**Task statement**
Reproduce the full transcript excerpt on staying creative after school, word for word.

**Text excerpt**
Davis Mawer (29:24):
And also help you just cultivate those skills. And maybe we’ll make a video that does something we’ve never done before, just so we know how to do it. Then in the future, if you’re working on something, then you’re like, oh, well, this dumb video I made taught me how to do this, and now I know how to do it. Yeah.
David Painter (29:39):
But I agree. I think the struggling artist, starving artist mentality, it’s we all the art for different reasons, and we all connect to it for different reasons. But I think when you’re not in a school sphere where it’s, you’re not just encouraged, but kind of forced in a way to be productive and create, that was one of my biggest things. I graduated and all of a sudden I was like, man, I have no one telling me I need to write anything anymore, man. I don’t have any
Kevin Douglas (30:06):
Reason. It’s not a homework. You’re not going to get a homework grade, nothing
David Painter (30:09):
On the line except for me getting it done. So that was something that took a while to kind of curb and understand that, you know, have to figure out why you really like it.
Davis Mawer (30:21):
And it’s the test of whether or not you really like it. Exactly. As if you have no one telling you like, Hey, you have to do this for a grade. And you still are like, well, maybe I should just write something, or maybe I should just find something to edit. Yeah.

(Stored dataset entries)
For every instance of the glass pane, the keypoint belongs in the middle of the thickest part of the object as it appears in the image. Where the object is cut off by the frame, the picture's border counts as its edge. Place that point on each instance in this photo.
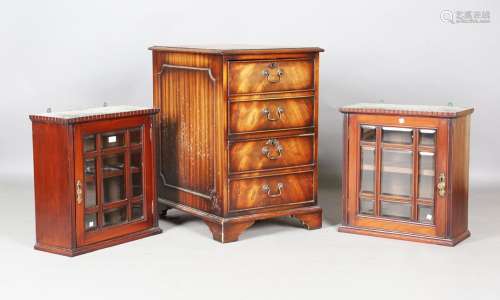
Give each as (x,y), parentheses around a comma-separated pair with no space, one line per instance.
(115,216)
(113,164)
(137,211)
(90,221)
(89,143)
(135,136)
(136,169)
(426,176)
(368,133)
(113,189)
(397,135)
(90,183)
(427,137)
(426,214)
(367,169)
(396,210)
(90,167)
(397,173)
(366,206)
(113,139)
(136,161)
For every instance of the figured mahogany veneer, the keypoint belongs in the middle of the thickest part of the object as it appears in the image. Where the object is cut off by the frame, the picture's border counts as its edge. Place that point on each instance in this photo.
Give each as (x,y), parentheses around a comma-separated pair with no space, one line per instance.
(248,77)
(250,116)
(406,170)
(237,134)
(271,153)
(94,183)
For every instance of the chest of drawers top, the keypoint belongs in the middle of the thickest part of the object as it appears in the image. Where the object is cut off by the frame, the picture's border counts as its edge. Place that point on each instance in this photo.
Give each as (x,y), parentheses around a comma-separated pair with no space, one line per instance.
(228,49)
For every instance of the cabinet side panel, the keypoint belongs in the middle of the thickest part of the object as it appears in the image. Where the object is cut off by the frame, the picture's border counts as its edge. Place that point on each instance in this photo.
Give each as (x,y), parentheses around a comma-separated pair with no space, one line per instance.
(460,175)
(187,94)
(53,177)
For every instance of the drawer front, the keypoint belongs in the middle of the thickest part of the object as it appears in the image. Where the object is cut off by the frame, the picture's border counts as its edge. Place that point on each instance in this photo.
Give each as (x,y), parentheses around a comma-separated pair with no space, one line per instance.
(260,115)
(265,192)
(270,76)
(271,153)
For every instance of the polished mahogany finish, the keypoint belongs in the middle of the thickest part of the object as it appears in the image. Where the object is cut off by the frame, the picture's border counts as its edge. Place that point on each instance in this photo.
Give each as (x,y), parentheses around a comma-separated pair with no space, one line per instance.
(94,183)
(237,134)
(406,170)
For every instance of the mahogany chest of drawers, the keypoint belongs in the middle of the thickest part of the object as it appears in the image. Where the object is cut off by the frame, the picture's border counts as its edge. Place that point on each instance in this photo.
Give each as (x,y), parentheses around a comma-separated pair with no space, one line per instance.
(406,172)
(94,178)
(238,134)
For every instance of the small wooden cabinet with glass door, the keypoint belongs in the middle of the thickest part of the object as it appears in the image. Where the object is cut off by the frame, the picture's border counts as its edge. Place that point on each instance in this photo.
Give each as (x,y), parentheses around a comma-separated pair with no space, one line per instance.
(406,172)
(94,178)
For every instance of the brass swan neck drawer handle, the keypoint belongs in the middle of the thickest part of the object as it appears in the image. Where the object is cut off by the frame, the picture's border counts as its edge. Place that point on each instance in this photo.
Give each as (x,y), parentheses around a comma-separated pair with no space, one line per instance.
(79,192)
(279,112)
(267,189)
(267,151)
(273,78)
(442,185)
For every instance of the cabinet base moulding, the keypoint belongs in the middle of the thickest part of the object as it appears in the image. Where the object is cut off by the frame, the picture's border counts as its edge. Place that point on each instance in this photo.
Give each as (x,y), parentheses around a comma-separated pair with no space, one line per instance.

**Solved exercise**
Davis Mawer (29:24):
And also help you just cultivate those skills. And maybe we’ll make a video that does something we’ve never done before, just so we know how to do it. Then in the future, if you’re working on something, then you’re like, oh, well, this dumb video I made taught me how to do this, and now I know how to do it. Yeah.
David Painter (29:39):
But I agree. I think the struggling artist, starving artist mentality, it’s we all the art for different reasons, and we all connect to it for different reasons. But I think when you’re not in a school sphere where it’s, you’re not just encouraged, but kind of forced in a way to be productive and create, that was one of my biggest things. I graduated and all of a sudden I was like, man, I have no one telling me I need to write anything anymore, man. I don’t have any
Kevin Douglas (30:06):
Reason. It’s not a homework. You’re not going to get a homework grade, nothing
David Painter (30:09):
On the line except for me getting it done. So that was something that took a while to kind of curb and understand that, you know, have to figure out why you really like it.
Davis Mawer (30:21):
And it’s the test of whether or not you really like it. Exactly. As if you have no one telling you like, Hey, you have to do this for a grade. And you still are like, well, maybe I should just write something, or maybe I should just find something to edit. Yeah.